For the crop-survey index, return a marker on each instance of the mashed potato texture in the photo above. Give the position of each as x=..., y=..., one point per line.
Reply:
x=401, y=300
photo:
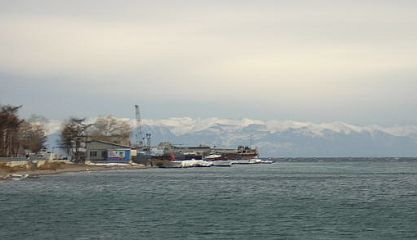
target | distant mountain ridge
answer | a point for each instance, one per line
(285, 138)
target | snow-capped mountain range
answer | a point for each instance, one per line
(281, 138)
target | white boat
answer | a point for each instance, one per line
(18, 176)
(220, 163)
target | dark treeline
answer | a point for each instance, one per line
(75, 133)
(18, 136)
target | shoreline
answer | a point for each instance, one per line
(66, 168)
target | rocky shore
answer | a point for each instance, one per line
(10, 170)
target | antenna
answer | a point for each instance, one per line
(138, 134)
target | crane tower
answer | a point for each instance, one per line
(138, 134)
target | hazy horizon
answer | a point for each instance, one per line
(321, 61)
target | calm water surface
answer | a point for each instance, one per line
(310, 200)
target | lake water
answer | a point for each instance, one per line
(286, 200)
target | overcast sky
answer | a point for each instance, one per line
(352, 61)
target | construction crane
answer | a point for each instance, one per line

******

If a line in the entries above has the word "water", copy it.

[THE COMPLETED TASK]
target | calm water surface
target | lake water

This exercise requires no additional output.